*What you are asked to do:* Please list every line in the rows below that contains the word "white".

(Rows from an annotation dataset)
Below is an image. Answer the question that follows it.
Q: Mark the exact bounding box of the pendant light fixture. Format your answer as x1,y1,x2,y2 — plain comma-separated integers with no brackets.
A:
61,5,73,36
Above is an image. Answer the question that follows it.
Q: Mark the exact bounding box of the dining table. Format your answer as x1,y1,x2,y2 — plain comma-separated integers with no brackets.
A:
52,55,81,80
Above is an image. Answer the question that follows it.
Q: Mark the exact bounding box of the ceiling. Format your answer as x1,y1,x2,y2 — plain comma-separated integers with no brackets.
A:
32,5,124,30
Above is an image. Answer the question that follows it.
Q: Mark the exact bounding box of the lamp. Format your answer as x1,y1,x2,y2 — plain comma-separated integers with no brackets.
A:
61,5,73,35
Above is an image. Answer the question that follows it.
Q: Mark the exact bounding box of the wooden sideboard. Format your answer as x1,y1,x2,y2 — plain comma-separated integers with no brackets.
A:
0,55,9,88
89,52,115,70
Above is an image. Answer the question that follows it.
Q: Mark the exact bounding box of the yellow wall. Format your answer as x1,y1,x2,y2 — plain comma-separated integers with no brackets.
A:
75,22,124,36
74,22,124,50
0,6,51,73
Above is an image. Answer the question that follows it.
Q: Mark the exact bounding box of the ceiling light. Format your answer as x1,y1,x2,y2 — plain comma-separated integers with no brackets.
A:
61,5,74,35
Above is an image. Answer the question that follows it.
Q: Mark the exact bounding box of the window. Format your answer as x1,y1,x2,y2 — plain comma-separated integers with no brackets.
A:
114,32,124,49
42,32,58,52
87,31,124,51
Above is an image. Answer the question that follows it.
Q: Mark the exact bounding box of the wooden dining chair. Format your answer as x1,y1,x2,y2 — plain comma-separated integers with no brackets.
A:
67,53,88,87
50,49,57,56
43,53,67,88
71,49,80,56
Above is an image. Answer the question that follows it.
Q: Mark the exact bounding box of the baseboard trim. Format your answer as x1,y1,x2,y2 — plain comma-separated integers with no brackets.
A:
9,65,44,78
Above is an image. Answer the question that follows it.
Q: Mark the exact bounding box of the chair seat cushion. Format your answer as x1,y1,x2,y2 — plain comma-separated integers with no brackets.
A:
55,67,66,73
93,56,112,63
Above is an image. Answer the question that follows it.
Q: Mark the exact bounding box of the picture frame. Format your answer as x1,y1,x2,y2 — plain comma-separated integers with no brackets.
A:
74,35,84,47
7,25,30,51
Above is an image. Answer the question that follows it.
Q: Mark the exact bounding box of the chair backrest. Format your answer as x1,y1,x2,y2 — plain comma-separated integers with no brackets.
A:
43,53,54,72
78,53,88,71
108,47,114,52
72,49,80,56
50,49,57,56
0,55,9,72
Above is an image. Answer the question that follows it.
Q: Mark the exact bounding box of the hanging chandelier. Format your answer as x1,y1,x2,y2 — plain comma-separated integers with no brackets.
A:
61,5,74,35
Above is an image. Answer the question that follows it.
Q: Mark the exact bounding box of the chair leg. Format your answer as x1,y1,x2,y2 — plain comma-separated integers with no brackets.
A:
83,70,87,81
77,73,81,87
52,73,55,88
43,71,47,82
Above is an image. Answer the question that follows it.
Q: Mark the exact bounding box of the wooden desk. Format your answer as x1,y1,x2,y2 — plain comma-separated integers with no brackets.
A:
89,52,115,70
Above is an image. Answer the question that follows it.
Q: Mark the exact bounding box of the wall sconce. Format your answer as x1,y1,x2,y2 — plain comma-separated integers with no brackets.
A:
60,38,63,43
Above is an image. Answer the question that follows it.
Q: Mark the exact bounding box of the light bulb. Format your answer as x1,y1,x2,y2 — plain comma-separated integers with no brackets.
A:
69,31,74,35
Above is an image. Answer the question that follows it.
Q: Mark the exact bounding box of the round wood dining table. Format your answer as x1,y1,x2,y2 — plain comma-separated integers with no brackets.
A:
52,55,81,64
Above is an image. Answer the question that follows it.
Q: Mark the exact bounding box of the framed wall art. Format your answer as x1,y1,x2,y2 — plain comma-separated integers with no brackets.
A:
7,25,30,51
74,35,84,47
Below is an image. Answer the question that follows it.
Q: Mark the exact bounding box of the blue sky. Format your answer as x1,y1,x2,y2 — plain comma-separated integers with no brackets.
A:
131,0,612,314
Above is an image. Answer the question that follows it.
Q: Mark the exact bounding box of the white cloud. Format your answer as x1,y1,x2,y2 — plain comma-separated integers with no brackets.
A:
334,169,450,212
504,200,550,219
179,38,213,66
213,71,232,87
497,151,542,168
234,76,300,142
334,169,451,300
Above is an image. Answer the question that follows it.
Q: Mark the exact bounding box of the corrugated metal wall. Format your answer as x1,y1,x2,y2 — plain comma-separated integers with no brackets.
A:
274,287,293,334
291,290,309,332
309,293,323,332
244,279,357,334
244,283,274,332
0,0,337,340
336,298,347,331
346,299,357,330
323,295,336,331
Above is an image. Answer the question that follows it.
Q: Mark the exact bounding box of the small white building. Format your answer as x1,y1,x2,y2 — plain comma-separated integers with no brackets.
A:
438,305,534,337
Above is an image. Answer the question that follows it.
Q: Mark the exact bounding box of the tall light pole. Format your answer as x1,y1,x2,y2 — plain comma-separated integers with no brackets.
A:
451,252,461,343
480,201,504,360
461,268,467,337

*Answer:*
Q: Mark the exact bounding box of the white cloud. Format your answer as x1,y1,x2,y2 — plain comma-separated integers with no brackets.
Q: Mark the exact bounding box of the small white building. Format your answer as x1,y1,x2,y2 — plain comma-separated integers with no brackets.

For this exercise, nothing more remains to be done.